REQUIRED WORK
Lay out the data from the line containing "lookup: the green hedge" through the line containing "[413,243,444,260]" as a Markdown table with two columns, Row for the row number and Line for the line itself. Omit blank lines.
*** RECORDS PROVIDED ***
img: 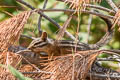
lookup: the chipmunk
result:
[28,18,114,56]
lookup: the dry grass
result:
[0,11,31,80]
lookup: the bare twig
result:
[20,34,36,40]
[106,0,118,12]
[89,73,120,80]
[17,0,75,40]
[40,9,114,19]
[87,9,93,43]
[57,0,115,13]
[97,58,120,62]
[21,70,53,74]
[38,0,48,36]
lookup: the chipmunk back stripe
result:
[34,42,48,48]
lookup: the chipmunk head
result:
[28,32,52,52]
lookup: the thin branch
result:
[39,9,114,19]
[57,0,115,13]
[21,70,53,74]
[38,0,48,36]
[97,58,120,62]
[106,0,118,12]
[17,0,75,40]
[87,9,93,43]
[89,73,120,80]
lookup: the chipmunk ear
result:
[41,32,47,41]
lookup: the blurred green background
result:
[0,0,120,70]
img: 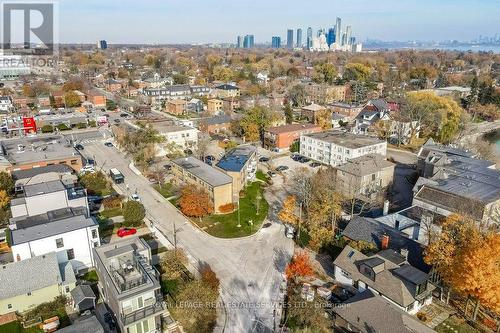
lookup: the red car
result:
[116,227,137,237]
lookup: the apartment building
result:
[216,145,257,197]
[334,154,395,199]
[0,252,76,315]
[0,135,82,172]
[264,124,321,150]
[300,130,387,166]
[172,156,234,213]
[93,237,166,333]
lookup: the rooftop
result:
[0,252,76,299]
[217,145,257,172]
[10,207,97,245]
[173,156,233,186]
[0,136,80,165]
[304,130,385,149]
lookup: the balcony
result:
[121,298,165,326]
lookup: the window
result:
[66,249,75,260]
[56,238,64,249]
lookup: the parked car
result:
[116,227,137,237]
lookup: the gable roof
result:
[342,216,431,273]
[333,290,434,333]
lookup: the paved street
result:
[83,142,293,332]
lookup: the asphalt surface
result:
[82,141,293,332]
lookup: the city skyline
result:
[55,0,500,44]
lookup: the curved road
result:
[83,142,293,333]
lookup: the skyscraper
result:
[243,35,254,49]
[271,36,281,49]
[326,28,335,46]
[335,17,342,45]
[297,29,302,48]
[307,27,312,50]
[286,29,293,49]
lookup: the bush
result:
[102,196,122,209]
[57,124,71,131]
[123,200,146,226]
[219,203,235,214]
[42,125,54,133]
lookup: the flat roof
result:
[11,207,97,245]
[217,145,257,172]
[304,130,385,149]
[0,135,80,165]
[173,156,233,186]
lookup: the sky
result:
[53,0,500,44]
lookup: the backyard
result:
[193,181,269,238]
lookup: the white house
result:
[333,245,435,314]
[300,130,387,166]
[9,207,100,273]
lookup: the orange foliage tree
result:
[285,252,313,280]
[179,185,214,218]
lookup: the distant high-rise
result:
[271,36,281,49]
[335,17,342,45]
[286,29,293,49]
[243,35,254,49]
[297,29,302,48]
[345,25,352,45]
[307,27,312,50]
[326,28,335,46]
[97,40,108,50]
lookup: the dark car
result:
[299,156,311,163]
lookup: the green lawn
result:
[0,321,43,333]
[193,182,269,238]
[435,316,480,333]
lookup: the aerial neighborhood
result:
[0,10,500,333]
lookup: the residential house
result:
[216,144,257,197]
[172,156,233,213]
[207,99,224,114]
[304,83,347,105]
[300,130,387,166]
[333,289,435,333]
[300,103,326,123]
[0,135,82,171]
[211,84,240,98]
[93,237,166,333]
[153,122,199,156]
[198,115,231,134]
[334,154,395,201]
[264,124,321,150]
[0,252,76,315]
[167,99,187,115]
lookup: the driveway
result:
[83,142,293,333]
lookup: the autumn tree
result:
[179,185,213,218]
[278,195,299,225]
[285,252,313,280]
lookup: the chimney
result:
[382,200,389,216]
[380,234,389,250]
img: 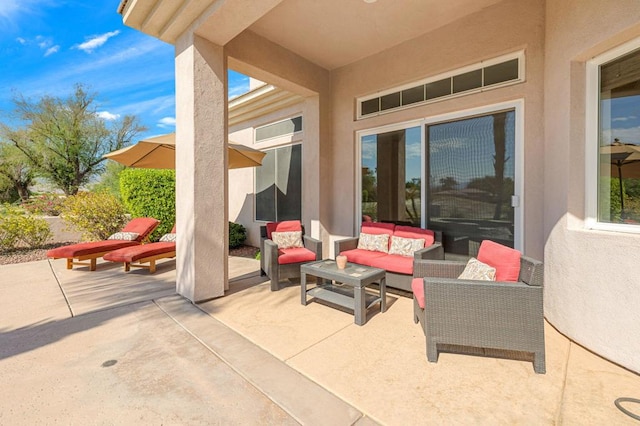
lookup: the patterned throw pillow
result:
[358,233,389,253]
[108,232,140,241]
[271,231,304,249]
[160,233,176,243]
[458,257,496,281]
[389,235,424,257]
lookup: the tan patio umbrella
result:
[105,133,266,169]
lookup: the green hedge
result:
[120,169,176,241]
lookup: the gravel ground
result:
[0,241,260,265]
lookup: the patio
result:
[0,258,640,425]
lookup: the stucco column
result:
[176,34,229,302]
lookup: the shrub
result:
[61,192,128,240]
[229,222,247,248]
[22,194,64,216]
[0,205,52,250]
[120,169,176,241]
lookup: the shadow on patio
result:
[0,258,640,425]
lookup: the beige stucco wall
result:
[330,0,544,258]
[544,0,640,371]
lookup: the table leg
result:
[353,286,367,325]
[300,272,307,306]
[380,277,387,312]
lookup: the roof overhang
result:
[118,0,503,70]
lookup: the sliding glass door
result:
[360,126,422,226]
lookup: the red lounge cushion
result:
[104,242,176,262]
[340,249,387,266]
[370,254,413,275]
[47,240,139,259]
[267,220,302,239]
[393,225,436,247]
[122,217,160,241]
[278,247,316,265]
[478,240,521,282]
[411,278,424,309]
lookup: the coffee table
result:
[300,259,386,325]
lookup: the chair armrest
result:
[413,259,467,279]
[333,237,360,256]
[261,239,278,277]
[303,235,322,260]
[413,243,444,260]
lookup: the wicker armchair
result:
[260,221,322,291]
[412,256,545,374]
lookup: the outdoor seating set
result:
[261,221,545,373]
[47,217,176,273]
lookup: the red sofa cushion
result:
[267,220,302,239]
[477,240,522,282]
[411,278,424,309]
[47,240,140,259]
[278,247,316,265]
[393,225,436,247]
[368,254,413,275]
[340,249,387,266]
[104,242,176,262]
[122,217,160,242]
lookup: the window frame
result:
[584,38,640,234]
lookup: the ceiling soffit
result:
[121,0,502,70]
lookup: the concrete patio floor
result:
[0,258,640,425]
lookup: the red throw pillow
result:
[267,220,302,239]
[362,222,396,231]
[477,240,522,282]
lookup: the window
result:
[587,40,640,232]
[255,144,302,222]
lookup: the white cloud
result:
[96,111,120,121]
[74,30,120,53]
[158,117,176,128]
[611,115,638,121]
[600,127,640,145]
[44,44,60,58]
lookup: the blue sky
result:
[0,0,249,139]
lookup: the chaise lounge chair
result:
[104,225,176,274]
[47,217,160,271]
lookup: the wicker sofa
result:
[413,256,545,373]
[334,222,444,291]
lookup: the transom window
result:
[357,52,524,119]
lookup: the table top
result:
[300,259,386,283]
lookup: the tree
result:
[2,84,146,195]
[0,143,35,201]
[90,161,127,201]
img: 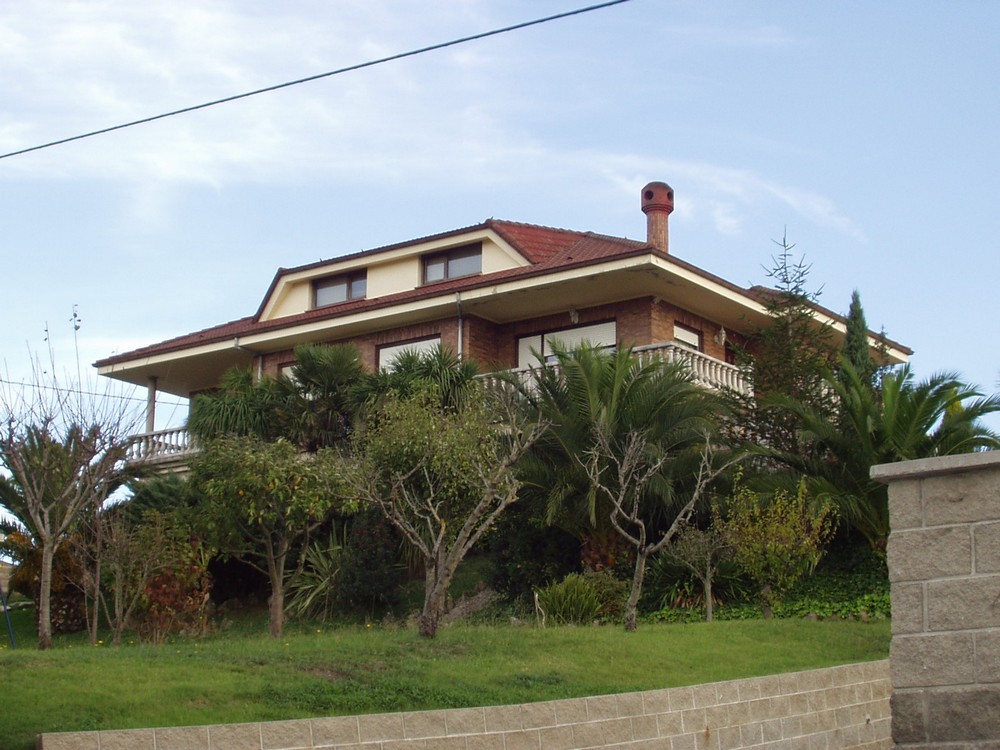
***
TASK SOLUTION
| Row | Line |
|---|---|
| 1 | lookup: the green hedge |
| 2 | result: |
| 3 | [120,169,176,241] |
| 4 | lookup: the gravel ground |
| 5 | result: |
| 6 | [0,241,260,265] |
| 7 | lookup: the patio |
| 8 | result: |
| 9 | [0,258,640,425] |
| 10 | lookup: the stucco column |
| 11 | result: |
| 12 | [176,34,229,302] |
| 13 | lookup: the shrub |
| 14 | result: |
| 15 | [61,192,128,240] |
| 16 | [229,222,247,248] |
| 17 | [22,194,64,216] |
| 18 | [0,205,52,250] |
| 19 | [120,169,176,241] |
| 20 | lookup: the shadow on patio |
| 21 | result: |
| 22 | [0,258,640,425] |
| 23 | lookup: the beige stucco wall |
| 24 | result: |
| 25 | [330,0,544,258] |
| 26 | [544,0,640,371] |
| 27 | lookup: the table leg |
| 28 | result: |
| 29 | [353,286,367,325] |
| 30 | [300,272,307,306] |
| 31 | [380,277,387,312] |
| 32 | lookup: the roof overhang |
| 33 | result: |
| 34 | [118,0,503,70] |
| 35 | lookup: the sliding glass door |
| 36 | result: |
| 37 | [360,126,422,226] |
| 38 | lookup: the red lounge cushion |
| 39 | result: |
| 40 | [104,242,176,262] |
| 41 | [340,249,387,266] |
| 42 | [370,254,413,275] |
| 43 | [47,240,139,259] |
| 44 | [267,220,302,239] |
| 45 | [393,225,436,247] |
| 46 | [122,217,160,241] |
| 47 | [278,247,316,265] |
| 48 | [478,240,521,282] |
| 49 | [411,278,424,309] |
| 50 | lookup: the coffee table |
| 51 | result: |
| 52 | [300,259,386,325] |
| 53 | lookup: the chair armrest |
| 54 | result: |
| 55 | [413,259,467,279] |
| 56 | [333,237,360,256] |
| 57 | [261,239,278,277] |
| 58 | [303,235,322,260] |
| 59 | [413,243,444,260] |